## Work request:
Without the pictures, output the lines of the material from the very first through the one that holds "193L29 187L14 192L6".

## Supplied data:
-=-=-
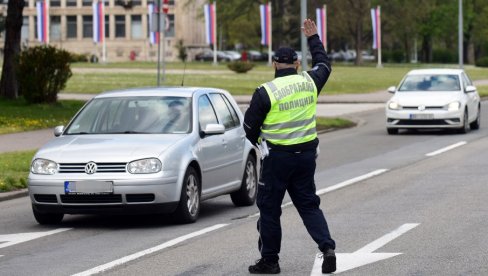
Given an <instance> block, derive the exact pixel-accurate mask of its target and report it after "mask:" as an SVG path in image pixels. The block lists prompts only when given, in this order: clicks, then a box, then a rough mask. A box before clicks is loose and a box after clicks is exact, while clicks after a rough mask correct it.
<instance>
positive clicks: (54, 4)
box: [50, 0, 61, 7]
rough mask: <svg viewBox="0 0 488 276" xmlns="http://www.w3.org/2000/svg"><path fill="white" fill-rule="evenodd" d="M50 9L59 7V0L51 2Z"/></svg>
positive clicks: (59, 6)
mask: <svg viewBox="0 0 488 276" xmlns="http://www.w3.org/2000/svg"><path fill="white" fill-rule="evenodd" d="M50 6H51V7H61V0H51V3H50Z"/></svg>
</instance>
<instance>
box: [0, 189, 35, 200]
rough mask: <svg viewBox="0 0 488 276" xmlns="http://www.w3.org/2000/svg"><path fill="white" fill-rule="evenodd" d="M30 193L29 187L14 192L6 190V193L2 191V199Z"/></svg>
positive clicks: (14, 197) (0, 199)
mask: <svg viewBox="0 0 488 276" xmlns="http://www.w3.org/2000/svg"><path fill="white" fill-rule="evenodd" d="M28 194H29V191H28V190H27V189H22V190H18V191H12V192H6V193H0V201H6V200H10V199H14V198H19V197H24V196H27V195H28Z"/></svg>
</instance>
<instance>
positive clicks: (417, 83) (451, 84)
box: [398, 75, 461, 91]
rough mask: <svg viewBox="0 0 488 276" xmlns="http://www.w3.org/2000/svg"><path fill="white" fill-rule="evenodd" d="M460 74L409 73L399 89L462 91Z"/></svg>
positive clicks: (402, 90) (422, 90)
mask: <svg viewBox="0 0 488 276" xmlns="http://www.w3.org/2000/svg"><path fill="white" fill-rule="evenodd" d="M460 90H461V85H460V83H459V76H458V75H409V76H407V77H406V78H405V80H403V82H402V84H401V85H400V88H399V89H398V91H460Z"/></svg>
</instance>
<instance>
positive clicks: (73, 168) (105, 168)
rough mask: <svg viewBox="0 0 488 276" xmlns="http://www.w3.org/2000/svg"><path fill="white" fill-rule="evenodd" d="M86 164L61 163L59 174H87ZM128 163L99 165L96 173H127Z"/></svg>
mask: <svg viewBox="0 0 488 276" xmlns="http://www.w3.org/2000/svg"><path fill="white" fill-rule="evenodd" d="M85 166H86V163H60V164H59V173H85ZM125 168H126V163H97V170H96V172H95V173H125V172H126V169H125Z"/></svg>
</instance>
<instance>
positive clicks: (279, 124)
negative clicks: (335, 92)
mask: <svg viewBox="0 0 488 276" xmlns="http://www.w3.org/2000/svg"><path fill="white" fill-rule="evenodd" d="M302 74H303V75H291V76H286V77H280V78H276V79H274V80H273V81H271V82H268V83H265V84H263V87H264V88H265V89H266V92H267V93H268V96H269V98H270V101H271V109H270V111H269V113H268V114H267V116H266V119H265V120H264V123H263V126H262V128H261V137H262V138H263V139H266V140H268V141H270V142H271V143H273V144H275V145H294V144H300V143H305V142H309V141H312V140H314V139H315V138H316V137H317V131H316V129H315V111H316V105H317V87H316V86H315V83H314V82H313V80H312V78H311V77H310V76H309V75H308V74H307V73H306V72H303V73H302Z"/></svg>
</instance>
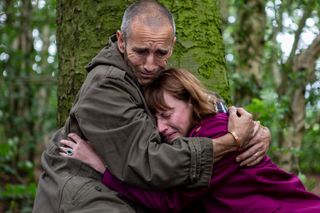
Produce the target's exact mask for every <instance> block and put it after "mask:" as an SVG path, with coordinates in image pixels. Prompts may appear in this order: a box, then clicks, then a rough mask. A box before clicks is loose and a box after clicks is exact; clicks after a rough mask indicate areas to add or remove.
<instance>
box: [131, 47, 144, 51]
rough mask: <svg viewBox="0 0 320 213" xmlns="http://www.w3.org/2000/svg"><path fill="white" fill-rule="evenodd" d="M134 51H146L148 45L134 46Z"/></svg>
mask: <svg viewBox="0 0 320 213" xmlns="http://www.w3.org/2000/svg"><path fill="white" fill-rule="evenodd" d="M132 50H133V51H145V50H148V48H147V47H133V48H132Z"/></svg>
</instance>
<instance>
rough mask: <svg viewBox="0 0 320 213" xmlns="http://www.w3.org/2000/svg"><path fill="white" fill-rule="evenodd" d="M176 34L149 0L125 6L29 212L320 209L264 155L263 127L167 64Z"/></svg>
mask: <svg viewBox="0 0 320 213" xmlns="http://www.w3.org/2000/svg"><path fill="white" fill-rule="evenodd" d="M175 40H176V37H175V23H174V20H173V17H172V15H171V13H170V12H169V11H168V10H167V9H166V8H165V7H164V6H162V5H161V4H159V3H158V2H157V1H152V0H144V1H138V2H137V3H134V4H132V5H130V6H129V7H128V8H127V9H126V11H125V13H124V15H123V20H122V25H121V29H120V30H119V31H117V33H116V35H114V36H112V37H111V38H110V40H109V44H108V45H107V46H106V47H104V48H103V49H102V50H101V52H100V53H99V54H98V55H97V56H96V57H95V58H93V59H92V61H91V63H89V65H88V66H87V70H88V72H89V73H88V76H87V78H86V80H85V82H84V83H83V85H82V87H81V89H80V91H79V93H78V95H77V97H76V98H75V101H74V104H73V106H72V108H71V111H70V114H69V117H68V119H67V121H66V123H65V125H64V127H63V128H61V129H60V130H58V131H57V132H56V133H55V134H54V136H53V137H52V139H51V141H50V142H49V143H48V146H47V148H46V150H45V151H44V152H43V155H42V157H41V165H42V167H43V170H44V171H43V173H42V174H41V177H40V179H39V184H38V190H37V195H36V199H35V202H34V208H33V212H34V213H36V212H48V213H51V212H54V213H56V212H81V213H88V212H157V211H158V212H256V211H260V212H318V211H320V198H319V197H317V196H316V195H314V194H311V193H309V192H307V191H306V190H305V189H304V187H303V185H302V184H301V182H300V180H299V179H298V178H297V177H296V176H294V175H292V174H288V173H286V172H284V171H282V170H281V169H280V168H278V167H277V166H276V165H275V164H274V163H272V162H271V161H270V159H269V158H268V157H267V156H265V153H266V150H267V148H268V146H269V143H270V132H269V130H268V129H267V128H265V127H263V126H261V125H260V124H259V123H258V122H254V121H253V120H252V116H251V114H249V113H248V112H246V111H245V110H244V109H241V108H235V107H231V108H230V109H229V111H227V110H226V108H225V107H224V105H223V102H222V100H220V98H219V97H218V96H216V95H215V94H212V93H210V92H208V91H206V90H205V89H204V88H203V87H202V86H201V84H200V83H199V81H198V80H197V79H196V78H195V77H194V76H193V75H192V74H190V73H189V72H188V71H186V70H182V69H166V65H167V61H168V59H169V57H170V56H171V54H172V51H173V46H174V43H175ZM81 138H83V139H81Z"/></svg>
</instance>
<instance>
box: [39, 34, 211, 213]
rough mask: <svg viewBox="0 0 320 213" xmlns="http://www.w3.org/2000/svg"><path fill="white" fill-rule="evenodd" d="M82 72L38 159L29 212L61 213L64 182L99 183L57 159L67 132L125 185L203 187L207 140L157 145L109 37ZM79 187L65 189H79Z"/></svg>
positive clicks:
-=-=-
## Answer for this exercise:
Given an <instance> block, derive the exact pixel-accurate mask of its target and report it after "mask:" as an SVG path in image pixels. The block lists prompts only when given, in this order: clicks, then a box, then a rough mask. A box before clicks is loose and a box after clicks is exact, while clicks after a rough mask correct it.
<instance>
positive clicks: (54, 4)
box: [50, 0, 61, 7]
rough mask: <svg viewBox="0 0 488 276" xmlns="http://www.w3.org/2000/svg"><path fill="white" fill-rule="evenodd" d="M50 9L59 7V0L51 2Z"/></svg>
positive clicks: (59, 6)
mask: <svg viewBox="0 0 488 276" xmlns="http://www.w3.org/2000/svg"><path fill="white" fill-rule="evenodd" d="M50 6H51V7H61V0H51V3H50Z"/></svg>
</instance>
<instance>
box: [0, 189, 35, 200]
rough mask: <svg viewBox="0 0 488 276" xmlns="http://www.w3.org/2000/svg"><path fill="white" fill-rule="evenodd" d="M30 193L29 187L14 192L6 190V193L2 191V199Z"/></svg>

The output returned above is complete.